*WHAT IS ASKED*.
Copy the records below word for word, starting at the line with "Highlight-reel tagging: indicate the green stem" and continuing through the final line of the records.

*DATASET ENTRIES*.
☆ ☆ ☆ ☆

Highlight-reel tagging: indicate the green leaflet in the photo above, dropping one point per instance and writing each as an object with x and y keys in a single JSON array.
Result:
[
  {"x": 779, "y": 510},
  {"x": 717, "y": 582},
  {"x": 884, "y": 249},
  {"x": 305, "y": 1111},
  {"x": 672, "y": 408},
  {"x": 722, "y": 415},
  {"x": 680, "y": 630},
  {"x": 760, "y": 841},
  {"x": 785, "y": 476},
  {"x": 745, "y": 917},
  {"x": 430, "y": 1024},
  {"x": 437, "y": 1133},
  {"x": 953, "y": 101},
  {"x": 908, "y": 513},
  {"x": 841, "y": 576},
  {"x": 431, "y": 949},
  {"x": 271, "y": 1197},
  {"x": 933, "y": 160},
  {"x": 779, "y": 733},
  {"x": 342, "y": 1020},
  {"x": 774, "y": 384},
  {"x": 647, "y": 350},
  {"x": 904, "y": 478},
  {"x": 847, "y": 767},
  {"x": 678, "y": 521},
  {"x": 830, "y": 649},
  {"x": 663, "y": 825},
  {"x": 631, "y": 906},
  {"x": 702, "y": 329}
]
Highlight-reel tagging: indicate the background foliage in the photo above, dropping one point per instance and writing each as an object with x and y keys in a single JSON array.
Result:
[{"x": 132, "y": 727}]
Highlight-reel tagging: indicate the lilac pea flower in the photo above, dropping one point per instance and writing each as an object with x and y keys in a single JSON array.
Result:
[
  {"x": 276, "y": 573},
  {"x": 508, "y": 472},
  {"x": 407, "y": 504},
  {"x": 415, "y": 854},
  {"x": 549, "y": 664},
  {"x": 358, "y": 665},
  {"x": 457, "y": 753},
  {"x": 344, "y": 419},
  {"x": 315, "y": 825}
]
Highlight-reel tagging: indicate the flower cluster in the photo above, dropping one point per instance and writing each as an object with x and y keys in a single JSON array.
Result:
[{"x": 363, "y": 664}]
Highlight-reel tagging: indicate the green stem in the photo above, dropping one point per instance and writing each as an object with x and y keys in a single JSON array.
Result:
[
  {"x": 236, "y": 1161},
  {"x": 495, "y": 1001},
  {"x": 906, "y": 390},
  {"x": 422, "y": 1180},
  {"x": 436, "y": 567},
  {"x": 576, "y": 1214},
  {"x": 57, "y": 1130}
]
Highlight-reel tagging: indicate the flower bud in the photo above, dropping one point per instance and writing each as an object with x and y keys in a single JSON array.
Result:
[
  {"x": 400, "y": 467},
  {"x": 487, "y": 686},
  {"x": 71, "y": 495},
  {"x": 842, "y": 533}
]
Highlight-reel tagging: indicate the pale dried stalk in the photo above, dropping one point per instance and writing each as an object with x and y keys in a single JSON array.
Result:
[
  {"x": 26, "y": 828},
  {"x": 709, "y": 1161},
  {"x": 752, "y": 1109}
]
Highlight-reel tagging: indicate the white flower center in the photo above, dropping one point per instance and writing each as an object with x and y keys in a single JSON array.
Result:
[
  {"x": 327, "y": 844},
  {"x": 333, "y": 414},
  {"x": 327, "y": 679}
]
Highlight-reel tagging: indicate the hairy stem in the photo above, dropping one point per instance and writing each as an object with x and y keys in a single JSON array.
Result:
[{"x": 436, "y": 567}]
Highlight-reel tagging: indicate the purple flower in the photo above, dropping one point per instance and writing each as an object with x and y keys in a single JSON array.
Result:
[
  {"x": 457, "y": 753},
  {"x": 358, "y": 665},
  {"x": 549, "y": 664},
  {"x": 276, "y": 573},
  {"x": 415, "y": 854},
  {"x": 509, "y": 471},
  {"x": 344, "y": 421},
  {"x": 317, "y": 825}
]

☆ ☆ ☆ ☆

*OUTPUT FOR THIS TASK*.
Highlight-reel tagging: indicate the green stem in the photo above, dropping one point per instance and writing each as an object with x and y keys in a single JSON array.
Result:
[
  {"x": 236, "y": 1161},
  {"x": 495, "y": 1001},
  {"x": 906, "y": 390},
  {"x": 422, "y": 1180},
  {"x": 436, "y": 567},
  {"x": 576, "y": 1214},
  {"x": 57, "y": 1130}
]
Highlight-reel tagging: indicate the flower bud in the photo above, dropping one point per instance and writing each as an object with x and y keys in a single JSON array.
Result:
[
  {"x": 400, "y": 467},
  {"x": 487, "y": 686},
  {"x": 71, "y": 495},
  {"x": 842, "y": 533}
]
Highlight-reel tagging: indicate the pale dried stalk in the photo above, dropping one point per instance and writing each as an object with x and y keys in a single JSON array.
Result:
[
  {"x": 26, "y": 828},
  {"x": 709, "y": 1161},
  {"x": 752, "y": 1109}
]
Highlight-reel tagging: indicate the white flower center in the photo above, dropping one point per instance and writing each as an object with x and y keys in a single JSON array.
Result:
[
  {"x": 327, "y": 844},
  {"x": 333, "y": 414},
  {"x": 327, "y": 679}
]
Highlight-reel tagging: indicate the hairy stem in the photo above, dropping one point per instance and writing each as an object with x and y keys in a single JSON array.
Result:
[{"x": 436, "y": 567}]
Highlight-reel tagging: indicate the purple flower in the photo above, dropping one point per instance and writing each as an object with x and y keys in a single JSON array.
Result:
[
  {"x": 457, "y": 753},
  {"x": 358, "y": 665},
  {"x": 549, "y": 664},
  {"x": 276, "y": 573},
  {"x": 415, "y": 854},
  {"x": 509, "y": 471},
  {"x": 344, "y": 421},
  {"x": 317, "y": 825}
]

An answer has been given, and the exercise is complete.